SUPPLIED DATA:
--*--

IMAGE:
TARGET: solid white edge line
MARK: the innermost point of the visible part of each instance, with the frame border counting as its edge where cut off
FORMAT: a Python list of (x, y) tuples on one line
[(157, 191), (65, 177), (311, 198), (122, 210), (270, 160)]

--*--

PROBLEM TO WORK ON:
Where a line of the records holds the word "edge", copy that line.

OUTPUT OF THE EXERCISE:
TARGET: solid white edge line
MARK: the innermost point of the visible part of each instance, with the frame border counting as its edge where cut off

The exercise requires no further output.